- [Consigne A]
Répondez aux questions suivantes à partir de l'article sur Jeremy Corbyn :
(i) Qui avait raillé Jeremy Corbyn ?
(ii) Quelle fonction occupe Peter Mertens ?
(iii) Qui résume l'atmosphère générale à la Chambre basse britannique ?
- [Consigne B] Mettez dans un tableau Markdown les lignes de données, de la ligne contenant « Q: Mark a point on every instance of the paved » jusqu'à la dernière ligne de données incluse. Utilisez les colonnes « Numéro » et « Ligne de donnée », et omettez les lignes vides.

- [Texte proposé]

● ● ● ●

Peter Mertens

Jeremy Corbyn, le miroir du mouvement anti-austérité qui vit en Europe

Peter Mertens Président du PTB

L’ex-Premier ministre britannique Tony Blair avait raillé Jeremy Corbyn en lançant que ceux qui votaient  » avec leur coeur  » pour lui devaient s’en faire greffer un autre. Pour Peter Mertens, la victoire de Corbyn n’est cependant pas une surprise.

Pour le même prix, l’élection présidentielle du Labour aurait pu tourner à une nouvelle compétition entre « enfants de Blair » s’affrontant dans un match de « à-qui-pisse-le-plus-loin ». Entre des politiciens de carrière parfaitement lissés, des technocrates et des « corporate politicians  » comme ceux qui peuplent actuellement tous les Parlements du continent. Personne ne sait d’ailleurs plus à quel parti ils appartiennent, tellement ils sont interchangeables au sein du grand consensus thatchérien. « Ce n’est pas une nouveauté lorsque je dis qu’aujourd’hui, de très nombreux parlementaires ne voient pas leur tâche comme une vocation, une mission ou un service, mais plutôt comme une énième option de la classe moyenne supérieure, même pas aussi bien payée que des activités professionnelles comparables. » C’est ainsi que le journaliste et écrivain Owen Jones résume l’atmosphère générale à la Chambre basse britannique. (1)

« C’est le moment où un plaquage de rugby est à l’ordre du jour »

● ● ● ●

(Annotations par points pour photos)
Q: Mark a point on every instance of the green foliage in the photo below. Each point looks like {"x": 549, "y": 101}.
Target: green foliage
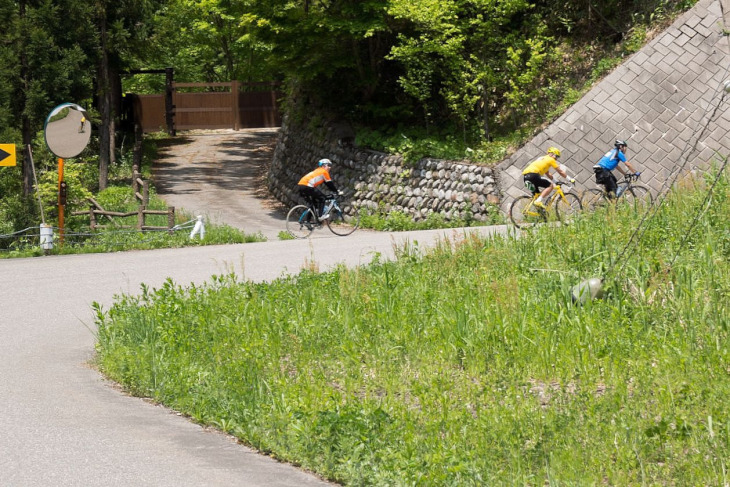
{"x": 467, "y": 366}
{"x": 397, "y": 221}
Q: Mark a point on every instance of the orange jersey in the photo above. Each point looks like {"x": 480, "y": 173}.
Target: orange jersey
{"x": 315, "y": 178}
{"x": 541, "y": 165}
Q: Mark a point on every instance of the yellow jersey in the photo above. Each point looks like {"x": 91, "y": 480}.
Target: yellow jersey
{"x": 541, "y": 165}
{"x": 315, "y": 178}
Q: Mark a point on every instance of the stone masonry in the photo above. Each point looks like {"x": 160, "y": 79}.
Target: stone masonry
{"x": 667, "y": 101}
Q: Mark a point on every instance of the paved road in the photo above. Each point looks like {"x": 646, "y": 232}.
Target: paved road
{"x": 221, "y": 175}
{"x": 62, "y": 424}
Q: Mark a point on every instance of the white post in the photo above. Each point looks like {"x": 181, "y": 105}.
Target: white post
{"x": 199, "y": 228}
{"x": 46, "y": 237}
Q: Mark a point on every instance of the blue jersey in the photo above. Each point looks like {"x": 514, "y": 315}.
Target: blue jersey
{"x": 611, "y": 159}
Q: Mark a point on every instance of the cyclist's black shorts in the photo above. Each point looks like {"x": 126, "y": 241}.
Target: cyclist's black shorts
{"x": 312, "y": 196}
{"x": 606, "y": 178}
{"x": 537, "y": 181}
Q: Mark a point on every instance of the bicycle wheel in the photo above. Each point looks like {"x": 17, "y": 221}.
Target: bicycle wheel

● ● ● ●

- [Résultat attendu A]
(i) L'ex-Premier ministre britannique Tony Blair.
(ii) Il est président du PTB.
(iii) Le journaliste et écrivain Owen Jones.

- [Résultat attendu B]
| Numéro | Ligne de donnée |
|---|---|
| 1 | Q: Mark a point on every instance of the paved road in the photo above. Each point looks like {"x": 646, "y": 232}. |
| 2 | Target: paved road |
| 3 | {"x": 221, "y": 175} |
| 4 | {"x": 62, "y": 424} |
| 5 | Q: Mark a point on every instance of the white post in the photo above. Each point looks like {"x": 181, "y": 105}. |
| 6 | Target: white post |
| 7 | {"x": 199, "y": 228} |
| 8 | {"x": 46, "y": 237} |
| 9 | Q: Mark a point on every instance of the blue jersey in the photo above. Each point looks like {"x": 514, "y": 315}. |
| 10 | Target: blue jersey |
| 11 | {"x": 611, "y": 159} |
| 12 | Q: Mark a point on every instance of the cyclist's black shorts in the photo above. Each point looks like {"x": 126, "y": 241}. |
| 13 | Target: cyclist's black shorts |
| 14 | {"x": 312, "y": 196} |
| 15 | {"x": 606, "y": 178} |
| 16 | {"x": 537, "y": 181} |
| 17 | Q: Mark a point on every instance of the bicycle wheel in the photo above. Each point looks like {"x": 17, "y": 221}. |
| 18 | Target: bicycle wheel |